# Exercise brief
Reproduce the material below line for line, with no changes of any kind.

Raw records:
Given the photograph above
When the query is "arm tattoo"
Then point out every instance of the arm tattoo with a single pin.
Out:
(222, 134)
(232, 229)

# Task response
Given the photograph above
When the query is "arm tattoo"
Then point out every instance of the arm tattoo with a single pin.
Out:
(222, 134)
(232, 229)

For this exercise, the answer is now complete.